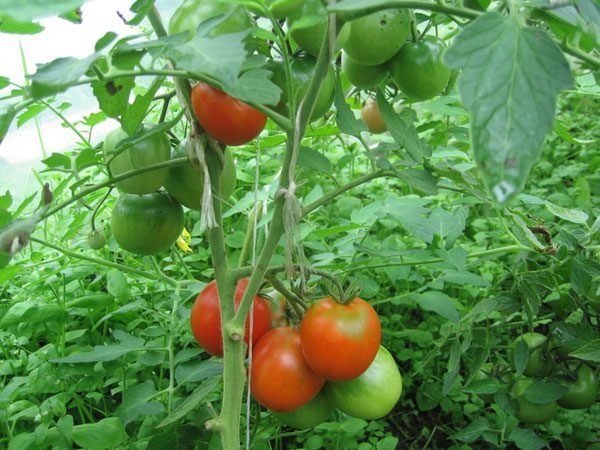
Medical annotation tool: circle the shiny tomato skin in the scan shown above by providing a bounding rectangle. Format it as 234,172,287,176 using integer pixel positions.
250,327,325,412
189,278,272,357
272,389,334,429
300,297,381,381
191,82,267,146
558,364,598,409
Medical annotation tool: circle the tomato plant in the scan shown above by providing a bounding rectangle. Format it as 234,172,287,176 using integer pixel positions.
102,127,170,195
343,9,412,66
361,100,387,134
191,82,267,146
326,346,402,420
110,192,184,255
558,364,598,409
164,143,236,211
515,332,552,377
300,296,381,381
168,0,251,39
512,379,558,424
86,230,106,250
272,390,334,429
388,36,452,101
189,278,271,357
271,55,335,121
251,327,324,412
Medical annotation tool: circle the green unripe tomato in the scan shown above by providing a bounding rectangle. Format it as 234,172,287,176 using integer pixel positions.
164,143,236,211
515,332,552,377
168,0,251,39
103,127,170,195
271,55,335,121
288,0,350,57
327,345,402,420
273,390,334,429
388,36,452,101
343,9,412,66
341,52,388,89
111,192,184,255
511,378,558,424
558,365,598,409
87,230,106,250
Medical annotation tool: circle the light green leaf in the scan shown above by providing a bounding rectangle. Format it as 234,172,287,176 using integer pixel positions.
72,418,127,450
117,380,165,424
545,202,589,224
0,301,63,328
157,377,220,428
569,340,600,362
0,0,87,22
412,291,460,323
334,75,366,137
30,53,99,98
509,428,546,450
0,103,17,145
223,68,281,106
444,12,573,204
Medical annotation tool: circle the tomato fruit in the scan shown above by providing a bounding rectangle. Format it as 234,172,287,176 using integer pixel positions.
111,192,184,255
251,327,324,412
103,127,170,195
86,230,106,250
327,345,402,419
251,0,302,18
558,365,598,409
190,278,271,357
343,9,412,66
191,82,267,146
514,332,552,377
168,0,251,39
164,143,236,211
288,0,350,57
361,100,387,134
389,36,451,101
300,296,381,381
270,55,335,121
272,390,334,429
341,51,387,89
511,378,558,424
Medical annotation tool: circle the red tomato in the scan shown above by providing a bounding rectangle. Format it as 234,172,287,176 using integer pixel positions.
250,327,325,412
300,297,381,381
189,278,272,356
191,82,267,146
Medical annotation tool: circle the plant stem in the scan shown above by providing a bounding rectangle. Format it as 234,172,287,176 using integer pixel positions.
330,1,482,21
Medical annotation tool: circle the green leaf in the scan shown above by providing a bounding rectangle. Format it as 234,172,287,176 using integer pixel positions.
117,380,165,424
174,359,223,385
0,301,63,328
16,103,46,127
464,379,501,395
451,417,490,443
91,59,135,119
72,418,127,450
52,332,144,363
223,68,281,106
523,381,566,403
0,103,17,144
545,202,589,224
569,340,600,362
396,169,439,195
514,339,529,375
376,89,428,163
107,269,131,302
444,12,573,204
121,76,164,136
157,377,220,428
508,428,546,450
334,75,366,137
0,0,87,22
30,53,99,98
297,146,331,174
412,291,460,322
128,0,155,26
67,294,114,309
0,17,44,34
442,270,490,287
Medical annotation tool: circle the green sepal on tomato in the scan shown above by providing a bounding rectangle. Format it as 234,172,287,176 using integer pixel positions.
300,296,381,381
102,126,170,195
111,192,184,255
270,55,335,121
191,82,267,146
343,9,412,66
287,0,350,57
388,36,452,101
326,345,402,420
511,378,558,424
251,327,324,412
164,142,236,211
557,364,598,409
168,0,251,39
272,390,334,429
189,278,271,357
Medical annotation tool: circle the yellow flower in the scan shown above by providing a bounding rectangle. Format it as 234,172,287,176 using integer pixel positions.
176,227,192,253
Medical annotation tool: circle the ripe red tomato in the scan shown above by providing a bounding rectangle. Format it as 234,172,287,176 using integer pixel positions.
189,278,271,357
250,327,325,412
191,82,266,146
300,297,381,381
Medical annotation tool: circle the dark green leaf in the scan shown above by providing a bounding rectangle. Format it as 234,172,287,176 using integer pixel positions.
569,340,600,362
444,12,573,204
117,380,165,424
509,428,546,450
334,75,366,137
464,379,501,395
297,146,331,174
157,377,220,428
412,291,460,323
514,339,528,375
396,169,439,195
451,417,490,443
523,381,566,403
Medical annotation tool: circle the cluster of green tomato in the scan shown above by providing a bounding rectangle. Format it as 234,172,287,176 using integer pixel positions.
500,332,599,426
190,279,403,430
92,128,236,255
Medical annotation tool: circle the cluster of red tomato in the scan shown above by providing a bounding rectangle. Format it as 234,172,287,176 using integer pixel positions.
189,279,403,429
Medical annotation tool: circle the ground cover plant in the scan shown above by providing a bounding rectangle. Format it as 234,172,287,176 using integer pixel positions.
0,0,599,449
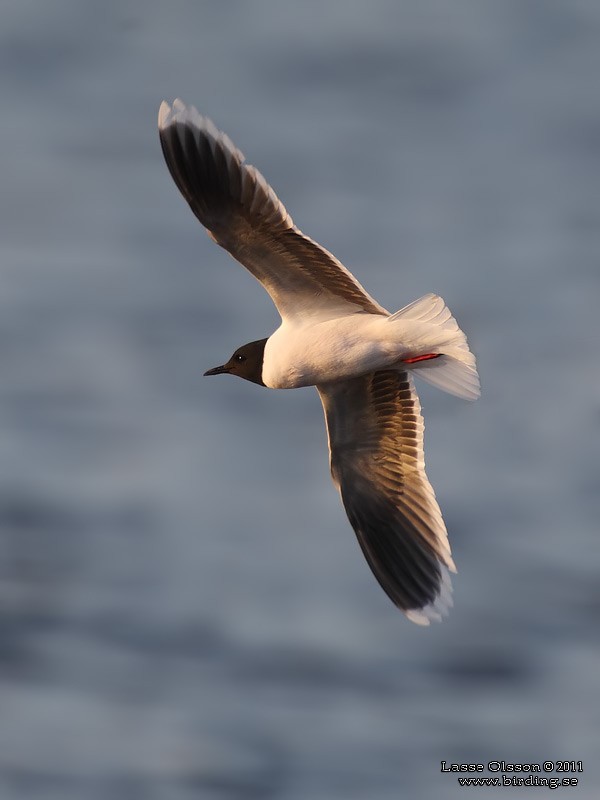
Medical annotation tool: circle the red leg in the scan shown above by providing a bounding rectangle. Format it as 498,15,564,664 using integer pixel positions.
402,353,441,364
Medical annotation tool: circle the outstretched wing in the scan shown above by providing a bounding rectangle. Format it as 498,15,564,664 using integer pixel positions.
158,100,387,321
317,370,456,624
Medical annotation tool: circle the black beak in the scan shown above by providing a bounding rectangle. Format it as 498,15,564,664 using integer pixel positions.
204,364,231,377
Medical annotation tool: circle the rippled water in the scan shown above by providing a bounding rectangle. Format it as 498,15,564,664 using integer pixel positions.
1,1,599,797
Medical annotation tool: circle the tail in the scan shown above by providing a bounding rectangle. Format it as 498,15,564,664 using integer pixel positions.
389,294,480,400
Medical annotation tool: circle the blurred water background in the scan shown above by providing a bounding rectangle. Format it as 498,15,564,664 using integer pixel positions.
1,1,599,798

+ + +

» WHAT THE TASK REQUIRES: Transcribe the material exactly, keeping every word and none of the pictures.

» EXERCISE OUTPUT:
Medical annotation tool: circle the shiny tomato skin in the scan shown above by providing a bounding rectangle. Format it as 234,172,287,176 using integer pixel positions.
250,327,325,412
189,278,272,357
272,389,334,429
300,297,381,381
191,82,267,146
558,364,598,409
Medical annotation tool: circle the tomato plant in the scan shown above by providing a bounding rectangle. Format it as 234,172,287,176 using integer pixel positions.
102,127,170,195
343,9,412,66
361,100,387,134
191,82,267,146
326,346,402,420
110,192,184,255
558,364,598,409
164,143,236,211
515,332,552,377
300,296,381,381
168,0,251,39
512,379,558,424
86,230,106,250
272,390,334,429
388,36,452,101
189,278,271,357
271,55,335,121
251,327,324,412
Medical annotation tool: circle the green unripe tomato in the scan shown above by providing a bounding rectangle. Format it as 234,172,287,176 using integer pixel positions.
164,143,236,211
515,332,552,377
168,0,251,39
103,127,170,195
271,55,335,121
288,0,350,57
327,345,402,420
273,390,334,429
388,36,452,101
343,9,412,66
341,52,388,89
111,192,184,255
511,378,558,424
558,365,598,409
87,230,106,250
Medical annotation tool: circle the light green leaf in the scan shown above by providing a bounding rectangle. Format it as 234,172,287,176 using integer pixel positions.
72,418,127,450
117,380,165,424
545,202,589,224
0,301,63,328
157,377,220,428
569,340,600,362
0,0,87,22
412,291,460,323
334,75,366,137
30,53,99,98
509,428,546,450
0,103,17,145
223,68,281,106
444,12,573,204
Medical annotation tool: circle the tomato fruit in the scan shown above by providing a bounding rectangle. Format it as 234,172,287,176 using integer pixel positions.
111,192,184,255
251,327,324,412
103,127,170,195
86,230,106,250
327,345,402,419
251,0,302,18
558,365,598,409
190,278,271,357
343,9,412,66
191,82,267,146
514,332,552,377
168,0,251,39
164,143,236,211
288,0,350,57
361,100,387,134
389,36,451,101
300,296,381,381
270,55,335,121
272,390,334,429
341,51,387,89
511,378,558,424
Medical annotation tool: circle the red tomato in the scan shown above by providing a bounding rectangle. Format it as 234,172,287,176 using integer pixel positions.
250,327,325,412
300,297,381,381
189,278,272,356
191,82,267,146
Medical annotation tool: circle the plant stem in the scan shown above by providing a bounding rectangle. Format it as 234,172,287,176 using integer pixel positions.
330,1,482,21
Medical annotation tool: circle the green leaf in the scan shown above by providing a bounding rectangle. Format it as 234,172,287,176 using integer pixel positions.
117,380,165,424
174,359,223,385
0,301,63,328
16,103,46,127
464,379,501,395
451,417,490,443
91,59,135,119
72,418,127,450
52,332,144,363
223,68,281,106
523,381,566,403
0,103,17,144
545,202,589,224
569,340,600,362
396,169,439,195
514,339,529,375
376,89,428,163
107,269,131,302
444,12,573,204
121,76,164,136
157,377,220,428
508,428,546,450
334,75,366,137
0,0,87,22
30,53,99,98
297,146,331,174
412,291,460,322
128,0,155,26
67,294,114,309
0,17,44,34
442,270,490,287
Medical annotation tool: circle the green sepal on tomato in the scan shown above by providing a bounding rectangle. Format it as 234,172,287,176 using integer pixel positions.
300,296,381,381
102,126,170,195
111,192,184,255
270,55,335,121
191,82,267,146
343,9,412,66
287,0,350,57
388,36,452,101
326,345,402,420
511,378,558,424
251,327,324,412
164,142,236,211
557,364,598,409
168,0,251,39
272,390,334,429
189,278,271,357
Medical annotation tool: circle the yellow flower in the scan shown above by providing a bounding rectangle. Format it as 234,172,287,176 using integer pixel positions.
176,227,192,253
Medical annotation tool: circle the ripe red tomato in the scan shown above by providing a bounding rectangle. Format it as 234,172,287,176 using integer pixel positions.
189,278,271,357
250,327,325,412
191,82,266,146
300,297,381,381
Medical annotation tool: circle the dark green leaf in the scan shown above by providing a bounding rectangle. Format it as 234,172,287,176 using integer pixel positions.
569,340,600,362
444,12,573,204
117,380,165,424
509,428,546,450
334,75,366,137
464,379,501,395
297,146,331,174
157,377,220,428
412,291,460,323
514,339,528,375
396,169,439,195
451,417,490,443
523,381,566,403
Medical annotation tool: circle the cluster of green tomato in the scan shown above by providing a bounding rectangle. Format it as 234,172,287,176 using integer pixel positions.
500,332,599,426
190,279,403,430
92,128,236,255
Medical annotation tool: circle the cluster of red tomato in the scan shown above by providing a bounding rectangle. Format it as 234,172,287,176 using integer pixel positions.
189,279,403,429
Medical annotation tool: circle the ground cover plant in the scan shown above by providing a bounding rectangle. Format it as 234,172,287,176 using integer pixel positions.
0,0,599,449
Medical annotation tool: circle the red leg in the scan shown above by providing a bounding rectangle. Format it as 498,15,564,664 using integer pixel positions.
402,353,441,364
Medical annotation tool: circle the outstretched wing in the scan shown above by providing a bounding rectangle. Format it as 498,15,564,664 using integer pixel positions.
158,100,387,321
317,370,456,624
Medical annotation tool: circle the black beak in the scan shown above by providing a bounding rectangle. Format it as 498,15,564,664 using integer pixel positions.
204,364,231,377
Medical annotation tool: circle the rippled water in the scan shown above by providing a bounding rectangle. Format it as 498,15,564,664 using integer pixel positions.
1,1,599,797
Medical annotation tool: circle the tail in the scan shown above by providing a bounding rectangle. Format it as 498,15,564,664 using integer pixel positions.
389,294,480,400
Medical annotation tool: circle the blurred water background in the scan shown above by providing a bounding rectangle. Format it as 498,15,564,664 using integer pixel positions.
1,1,599,798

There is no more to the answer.